Object outline annotations:
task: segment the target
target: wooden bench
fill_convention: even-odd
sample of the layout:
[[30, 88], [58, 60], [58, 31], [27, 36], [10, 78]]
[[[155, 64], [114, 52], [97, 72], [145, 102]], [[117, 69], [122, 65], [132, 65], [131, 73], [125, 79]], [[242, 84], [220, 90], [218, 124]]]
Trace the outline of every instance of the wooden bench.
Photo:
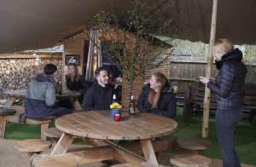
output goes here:
[[196, 137], [177, 138], [176, 150], [183, 153], [198, 154], [208, 148], [211, 142]]
[[211, 159], [201, 155], [176, 154], [171, 157], [170, 163], [177, 167], [209, 167]]
[[51, 142], [40, 139], [27, 139], [16, 143], [18, 151], [28, 153], [40, 153], [48, 150], [50, 147]]
[[[204, 106], [205, 84], [190, 85], [184, 95], [183, 115], [185, 120], [188, 120], [193, 112], [193, 110], [201, 108]], [[244, 112], [250, 112], [251, 119], [253, 119], [256, 114], [256, 84], [246, 84], [242, 92], [242, 108]], [[216, 110], [215, 95], [211, 92], [210, 110]]]
[[[50, 138], [51, 141], [53, 141], [53, 143], [55, 144], [59, 141], [59, 139], [61, 136], [62, 133], [63, 132], [59, 130], [57, 128], [49, 128], [49, 129], [44, 130], [44, 136], [45, 138], [47, 138], [47, 137]], [[74, 136], [74, 141], [73, 141], [74, 142], [80, 142], [80, 141], [84, 141], [83, 137]]]
[[44, 157], [33, 161], [34, 167], [77, 167], [79, 162], [73, 158], [68, 157]]

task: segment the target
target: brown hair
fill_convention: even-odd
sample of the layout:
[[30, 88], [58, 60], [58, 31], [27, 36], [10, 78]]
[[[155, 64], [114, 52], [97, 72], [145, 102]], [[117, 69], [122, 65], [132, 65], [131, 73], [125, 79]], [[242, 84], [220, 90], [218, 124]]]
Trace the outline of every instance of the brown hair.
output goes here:
[[[68, 66], [67, 66], [67, 69], [69, 69], [69, 66], [74, 66], [75, 67], [75, 77], [74, 77], [74, 80], [76, 82], [78, 82], [80, 78], [80, 74], [79, 74], [79, 68], [77, 66], [76, 64], [74, 63], [72, 63], [72, 64], [69, 64]], [[71, 78], [71, 74], [68, 72], [67, 75], [67, 78]], [[70, 80], [71, 81], [71, 80]]]
[[234, 44], [227, 38], [216, 40], [213, 44], [213, 52], [220, 52], [225, 55], [234, 49]]
[[157, 83], [160, 82], [160, 91], [155, 92], [153, 89], [150, 89], [148, 95], [148, 101], [152, 106], [152, 108], [157, 108], [157, 103], [160, 96], [161, 91], [164, 89], [166, 83], [168, 82], [167, 78], [161, 72], [156, 72], [153, 74]]

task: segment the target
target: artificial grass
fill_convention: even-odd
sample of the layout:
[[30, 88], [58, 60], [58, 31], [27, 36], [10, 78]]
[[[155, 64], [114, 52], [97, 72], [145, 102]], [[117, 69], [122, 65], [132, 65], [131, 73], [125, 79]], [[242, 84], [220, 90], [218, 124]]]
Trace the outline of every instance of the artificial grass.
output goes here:
[[[177, 122], [177, 130], [172, 135], [178, 137], [201, 136], [201, 119], [200, 116], [193, 116], [188, 122], [183, 121], [183, 108], [177, 108], [174, 119]], [[54, 123], [50, 124], [54, 126]], [[9, 123], [6, 127], [6, 139], [24, 140], [40, 138], [40, 125]], [[221, 158], [215, 130], [214, 117], [209, 119], [208, 137], [212, 144], [201, 154], [210, 158]], [[235, 131], [234, 145], [240, 160], [243, 164], [256, 165], [256, 128], [247, 121], [241, 121]]]
[[[188, 122], [183, 121], [183, 109], [178, 108], [177, 116], [174, 119], [177, 122], [177, 130], [172, 135], [178, 137], [201, 137], [202, 117], [194, 116]], [[212, 144], [208, 149], [201, 154], [210, 158], [221, 158], [218, 147], [214, 117], [209, 118], [208, 137]], [[256, 128], [247, 120], [241, 120], [236, 129], [233, 144], [237, 151], [240, 161], [243, 164], [256, 165]]]

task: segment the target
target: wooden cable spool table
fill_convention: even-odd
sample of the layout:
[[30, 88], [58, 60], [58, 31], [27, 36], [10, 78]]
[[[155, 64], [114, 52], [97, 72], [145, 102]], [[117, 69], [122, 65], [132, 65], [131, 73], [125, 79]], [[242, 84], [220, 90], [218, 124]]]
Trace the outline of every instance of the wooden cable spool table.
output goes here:
[[133, 156], [134, 154], [131, 155], [119, 147], [114, 148], [102, 147], [95, 150], [90, 149], [90, 154], [89, 151], [86, 152], [87, 154], [84, 153], [84, 162], [89, 162], [90, 158], [98, 161], [114, 158], [132, 164], [146, 161], [158, 166], [151, 140], [172, 134], [177, 126], [177, 124], [173, 119], [150, 113], [136, 113], [135, 116], [130, 117], [127, 112], [122, 112], [122, 120], [119, 122], [110, 119], [110, 111], [71, 113], [55, 120], [55, 127], [64, 133], [50, 155], [66, 153], [75, 135], [104, 140], [108, 144], [111, 143], [110, 140], [139, 140], [144, 154], [143, 158]]

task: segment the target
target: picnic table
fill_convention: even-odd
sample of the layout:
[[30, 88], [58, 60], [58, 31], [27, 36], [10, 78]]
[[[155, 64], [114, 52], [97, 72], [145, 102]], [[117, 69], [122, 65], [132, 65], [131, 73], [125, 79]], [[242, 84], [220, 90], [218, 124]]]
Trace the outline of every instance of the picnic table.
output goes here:
[[[122, 163], [131, 163], [133, 165], [146, 162], [158, 166], [155, 150], [151, 140], [172, 134], [176, 130], [177, 126], [177, 122], [172, 118], [146, 112], [129, 116], [128, 112], [123, 112], [122, 119], [119, 122], [113, 122], [110, 119], [110, 111], [74, 112], [55, 120], [55, 127], [64, 133], [50, 155], [61, 154], [63, 156], [65, 153], [68, 157], [75, 155], [80, 163], [116, 159]], [[103, 140], [107, 143], [107, 147], [95, 147], [90, 151], [68, 154], [67, 152], [74, 136]], [[134, 150], [113, 147], [111, 144], [112, 140], [139, 141], [140, 144], [134, 149], [141, 147], [144, 158], [140, 158], [142, 156], [130, 153], [134, 153]], [[108, 144], [109, 144], [108, 147]]]
[[[9, 96], [8, 101], [5, 103], [6, 106], [13, 106], [15, 101], [18, 99], [25, 100], [26, 97], [26, 89], [15, 89], [5, 91], [4, 94]], [[58, 100], [68, 99], [72, 105], [73, 110], [81, 110], [82, 107], [78, 101], [78, 97], [80, 96], [80, 92], [65, 90], [61, 95], [57, 94], [56, 98]]]

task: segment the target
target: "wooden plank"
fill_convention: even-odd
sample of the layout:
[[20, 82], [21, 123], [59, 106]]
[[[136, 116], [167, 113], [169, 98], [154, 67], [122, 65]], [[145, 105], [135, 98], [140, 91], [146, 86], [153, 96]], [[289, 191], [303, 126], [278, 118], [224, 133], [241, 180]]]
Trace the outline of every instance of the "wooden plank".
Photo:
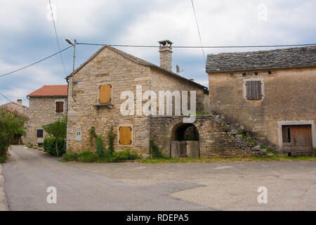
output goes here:
[[102, 84], [99, 86], [99, 102], [109, 103], [111, 102], [111, 84]]
[[131, 144], [131, 127], [119, 127], [119, 143], [124, 146], [129, 146]]

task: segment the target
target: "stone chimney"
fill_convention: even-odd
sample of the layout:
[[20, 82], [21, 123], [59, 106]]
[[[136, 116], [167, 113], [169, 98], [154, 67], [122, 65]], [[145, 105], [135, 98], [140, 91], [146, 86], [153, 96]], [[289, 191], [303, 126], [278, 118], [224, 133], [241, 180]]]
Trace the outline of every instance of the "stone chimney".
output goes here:
[[169, 40], [158, 41], [159, 44], [160, 67], [172, 72], [172, 47]]

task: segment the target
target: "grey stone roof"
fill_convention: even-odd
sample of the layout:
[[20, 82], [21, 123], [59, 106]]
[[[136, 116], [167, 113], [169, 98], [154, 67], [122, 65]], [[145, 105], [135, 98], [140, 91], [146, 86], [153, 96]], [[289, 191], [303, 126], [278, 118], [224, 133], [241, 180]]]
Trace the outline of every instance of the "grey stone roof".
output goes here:
[[316, 46], [207, 56], [206, 72], [316, 66]]

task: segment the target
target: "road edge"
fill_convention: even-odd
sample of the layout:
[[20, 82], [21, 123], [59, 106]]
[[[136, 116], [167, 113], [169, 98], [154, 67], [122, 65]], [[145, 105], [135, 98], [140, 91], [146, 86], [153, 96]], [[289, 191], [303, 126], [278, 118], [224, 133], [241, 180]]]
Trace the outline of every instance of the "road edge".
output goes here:
[[0, 211], [8, 211], [8, 202], [6, 201], [6, 192], [4, 190], [4, 176], [2, 174], [2, 164], [0, 164]]

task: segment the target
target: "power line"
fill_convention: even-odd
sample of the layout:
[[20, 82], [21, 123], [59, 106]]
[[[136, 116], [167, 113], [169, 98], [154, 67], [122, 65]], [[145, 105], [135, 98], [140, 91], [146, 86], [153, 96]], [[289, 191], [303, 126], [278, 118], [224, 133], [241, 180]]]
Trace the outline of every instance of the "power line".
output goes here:
[[[106, 44], [93, 44], [93, 43], [77, 43], [77, 44], [84, 44], [84, 45], [93, 45], [93, 46], [105, 46]], [[107, 46], [117, 46], [117, 47], [136, 47], [136, 48], [159, 48], [159, 46], [152, 46], [152, 45], [126, 45], [126, 44], [107, 44]], [[172, 46], [173, 48], [177, 49], [232, 49], [232, 48], [270, 48], [270, 47], [294, 47], [294, 46], [316, 46], [316, 44], [279, 44], [279, 45], [253, 45], [253, 46]], [[11, 75], [13, 72], [22, 70], [23, 69], [27, 68], [33, 65], [41, 63], [51, 57], [53, 57], [67, 49], [72, 47], [70, 46], [66, 49], [64, 49], [58, 52], [53, 53], [49, 56], [47, 56], [43, 59], [41, 59], [35, 63], [22, 67], [22, 68], [15, 70], [14, 71], [6, 73], [4, 75], [0, 75], [1, 77], [4, 77], [8, 75]]]
[[2, 93], [0, 92], [0, 94], [4, 96], [4, 98], [6, 98], [6, 99], [8, 99], [10, 102], [11, 102], [12, 101], [11, 101], [7, 96], [6, 96], [4, 94], [3, 94]]
[[4, 74], [4, 75], [0, 75], [0, 77], [4, 77], [4, 76], [6, 76], [6, 75], [11, 75], [11, 73], [13, 73], [13, 72], [15, 72], [22, 70], [25, 69], [25, 68], [29, 68], [29, 67], [30, 67], [30, 66], [32, 66], [32, 65], [33, 65], [37, 64], [37, 63], [41, 63], [41, 62], [42, 62], [42, 61], [44, 61], [44, 60], [46, 60], [46, 59], [48, 59], [48, 58], [51, 58], [51, 57], [53, 57], [53, 56], [55, 56], [55, 55], [57, 55], [57, 54], [58, 54], [58, 53], [61, 53], [61, 52], [62, 52], [62, 51], [65, 51], [65, 50], [67, 50], [67, 49], [71, 48], [71, 47], [72, 47], [72, 46], [69, 46], [69, 47], [67, 47], [67, 48], [66, 48], [66, 49], [62, 49], [62, 50], [61, 50], [61, 51], [58, 51], [58, 52], [56, 52], [55, 53], [53, 53], [53, 55], [51, 55], [51, 56], [47, 56], [47, 57], [46, 57], [46, 58], [43, 58], [43, 59], [41, 59], [40, 60], [38, 60], [38, 61], [35, 62], [35, 63], [32, 63], [32, 64], [29, 64], [29, 65], [26, 65], [26, 66], [25, 66], [25, 67], [22, 67], [22, 68], [20, 68], [20, 69], [15, 70], [14, 70], [14, 71], [12, 71], [12, 72], [6, 73], [6, 74]]
[[195, 5], [193, 4], [193, 0], [191, 0], [191, 3], [192, 3], [192, 8], [193, 8], [193, 13], [195, 13], [195, 22], [197, 23], [197, 32], [199, 33], [199, 42], [201, 43], [201, 46], [202, 46], [202, 52], [203, 52], [203, 57], [204, 58], [205, 63], [206, 63], [206, 60], [205, 59], [204, 49], [203, 48], [203, 44], [202, 44], [202, 37], [201, 37], [201, 32], [199, 32], [199, 24], [197, 23], [197, 14], [195, 13]]
[[[55, 25], [54, 16], [53, 15], [53, 8], [51, 8], [51, 0], [48, 0], [48, 1], [49, 1], [49, 6], [51, 6], [51, 18], [53, 20], [53, 24], [54, 25], [54, 30], [55, 30], [55, 34], [56, 36], [57, 45], [58, 46], [58, 50], [60, 51], [60, 46], [59, 45], [58, 35], [57, 35], [56, 25]], [[62, 66], [64, 68], [65, 75], [67, 76], [66, 68], [65, 67], [64, 60], [62, 59], [62, 56], [61, 52], [60, 52], [60, 58], [61, 58], [61, 60], [62, 63]]]
[[[128, 45], [128, 44], [106, 44], [95, 43], [77, 43], [77, 44], [109, 46], [113, 47], [134, 47], [134, 48], [159, 48], [156, 45]], [[295, 47], [295, 46], [310, 46], [316, 44], [277, 44], [277, 45], [249, 45], [249, 46], [173, 46], [175, 49], [234, 49], [234, 48], [271, 48], [271, 47]]]

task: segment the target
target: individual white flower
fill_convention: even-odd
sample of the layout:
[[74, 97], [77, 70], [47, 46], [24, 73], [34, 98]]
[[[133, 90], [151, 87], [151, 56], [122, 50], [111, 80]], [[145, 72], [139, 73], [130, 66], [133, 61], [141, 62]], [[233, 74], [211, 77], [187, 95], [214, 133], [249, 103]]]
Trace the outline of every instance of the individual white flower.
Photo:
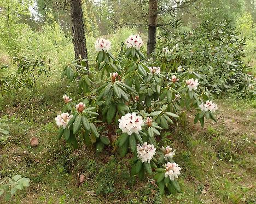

## Problem statement
Rewrite the listing as a JSON list of strings, starting at its first line and ending at the line that contains "150], [50, 147]]". Give one string per line, and leave out blank lines and the pictures.

## Result of the exercise
[
  "task: segment the target",
  "target: wooden bench",
  "fill_convention: even-odd",
  "sample of the layout:",
  "[[30, 88], [58, 60], [58, 31], [27, 36], [10, 78]]",
  "[[[155, 64], [114, 52], [97, 72], [145, 102]], [[117, 69], [122, 65], [132, 65], [131, 73], [125, 79]], [[242, 84], [220, 90], [218, 124]]]",
  "Trace the outline of every instance of the wooden bench.",
  "Photo:",
  "output goes here:",
  "[[196, 137], [177, 138], [176, 150], [183, 153], [198, 154], [208, 148], [211, 142]]",
  "[[211, 159], [201, 155], [176, 154], [171, 157], [170, 163], [177, 167], [209, 167]]",
  "[[51, 142], [40, 139], [27, 139], [16, 143], [18, 151], [28, 153], [40, 153], [48, 150], [50, 147]]"
]